> [Aim of the exercise]:
Sort through the entries below and pull out lines containing the word "teeth".

Start of Provided records

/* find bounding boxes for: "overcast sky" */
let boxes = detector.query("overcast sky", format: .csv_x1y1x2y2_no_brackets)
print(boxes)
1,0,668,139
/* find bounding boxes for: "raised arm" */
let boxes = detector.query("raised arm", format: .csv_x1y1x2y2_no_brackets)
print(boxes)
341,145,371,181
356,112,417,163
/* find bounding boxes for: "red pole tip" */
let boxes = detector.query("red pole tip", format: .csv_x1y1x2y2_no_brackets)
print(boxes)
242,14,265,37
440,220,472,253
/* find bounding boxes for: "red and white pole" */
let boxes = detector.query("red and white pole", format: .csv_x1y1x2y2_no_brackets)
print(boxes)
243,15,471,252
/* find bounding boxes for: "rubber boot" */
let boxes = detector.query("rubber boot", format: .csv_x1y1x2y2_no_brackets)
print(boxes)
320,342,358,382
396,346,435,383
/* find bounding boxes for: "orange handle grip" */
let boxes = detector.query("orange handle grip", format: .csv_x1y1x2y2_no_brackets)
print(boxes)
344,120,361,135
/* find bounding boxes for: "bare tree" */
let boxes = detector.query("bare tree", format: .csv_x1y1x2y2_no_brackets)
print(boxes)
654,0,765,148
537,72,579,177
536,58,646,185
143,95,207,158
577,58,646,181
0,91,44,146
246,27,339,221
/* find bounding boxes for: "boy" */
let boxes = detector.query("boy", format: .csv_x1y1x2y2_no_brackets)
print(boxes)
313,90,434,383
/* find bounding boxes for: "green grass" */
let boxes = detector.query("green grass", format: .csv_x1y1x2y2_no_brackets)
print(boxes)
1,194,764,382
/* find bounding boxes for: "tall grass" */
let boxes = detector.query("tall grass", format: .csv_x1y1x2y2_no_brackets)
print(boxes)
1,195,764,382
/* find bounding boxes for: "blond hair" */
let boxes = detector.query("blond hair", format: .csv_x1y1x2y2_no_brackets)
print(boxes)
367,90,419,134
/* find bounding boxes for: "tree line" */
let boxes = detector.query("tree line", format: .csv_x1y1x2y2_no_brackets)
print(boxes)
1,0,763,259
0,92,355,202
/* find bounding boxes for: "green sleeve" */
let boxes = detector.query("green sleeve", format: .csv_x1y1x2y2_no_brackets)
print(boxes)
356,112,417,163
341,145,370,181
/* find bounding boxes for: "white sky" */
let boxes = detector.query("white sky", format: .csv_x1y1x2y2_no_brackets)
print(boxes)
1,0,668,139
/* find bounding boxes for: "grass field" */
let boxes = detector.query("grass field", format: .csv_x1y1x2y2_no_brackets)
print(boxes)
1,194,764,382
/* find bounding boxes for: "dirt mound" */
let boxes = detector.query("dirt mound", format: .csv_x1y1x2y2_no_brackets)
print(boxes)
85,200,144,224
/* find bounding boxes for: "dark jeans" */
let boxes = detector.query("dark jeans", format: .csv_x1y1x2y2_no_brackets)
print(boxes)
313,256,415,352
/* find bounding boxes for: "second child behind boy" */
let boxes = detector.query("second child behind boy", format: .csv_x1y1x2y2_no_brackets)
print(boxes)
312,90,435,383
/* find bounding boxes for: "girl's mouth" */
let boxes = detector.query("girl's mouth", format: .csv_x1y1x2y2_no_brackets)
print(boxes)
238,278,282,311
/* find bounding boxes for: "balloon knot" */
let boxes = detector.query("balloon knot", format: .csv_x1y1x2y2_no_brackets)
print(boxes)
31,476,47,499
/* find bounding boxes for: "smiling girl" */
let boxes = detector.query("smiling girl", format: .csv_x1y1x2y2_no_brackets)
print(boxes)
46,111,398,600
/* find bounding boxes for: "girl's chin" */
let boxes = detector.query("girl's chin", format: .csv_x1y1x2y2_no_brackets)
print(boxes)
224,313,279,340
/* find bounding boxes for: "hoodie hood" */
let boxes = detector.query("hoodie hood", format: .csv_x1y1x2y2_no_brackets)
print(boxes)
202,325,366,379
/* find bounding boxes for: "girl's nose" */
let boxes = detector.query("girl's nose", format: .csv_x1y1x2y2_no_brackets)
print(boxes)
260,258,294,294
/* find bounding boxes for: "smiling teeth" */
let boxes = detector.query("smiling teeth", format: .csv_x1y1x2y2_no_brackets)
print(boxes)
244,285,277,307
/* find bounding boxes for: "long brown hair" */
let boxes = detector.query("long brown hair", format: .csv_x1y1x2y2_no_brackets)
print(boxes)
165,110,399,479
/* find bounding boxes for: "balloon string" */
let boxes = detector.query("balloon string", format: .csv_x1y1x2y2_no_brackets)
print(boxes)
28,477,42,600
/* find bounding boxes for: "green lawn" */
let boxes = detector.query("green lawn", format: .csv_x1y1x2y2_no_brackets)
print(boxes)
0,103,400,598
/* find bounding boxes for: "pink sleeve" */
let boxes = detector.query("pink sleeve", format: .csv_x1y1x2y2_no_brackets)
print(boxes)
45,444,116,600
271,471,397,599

End of Provided records

> [Answer section]:
/* find bounding boxes for: "smiling teeth" */
let boxes = detector.query("smiling teeth", format: .csv_x1y1x2y2_no_brackets)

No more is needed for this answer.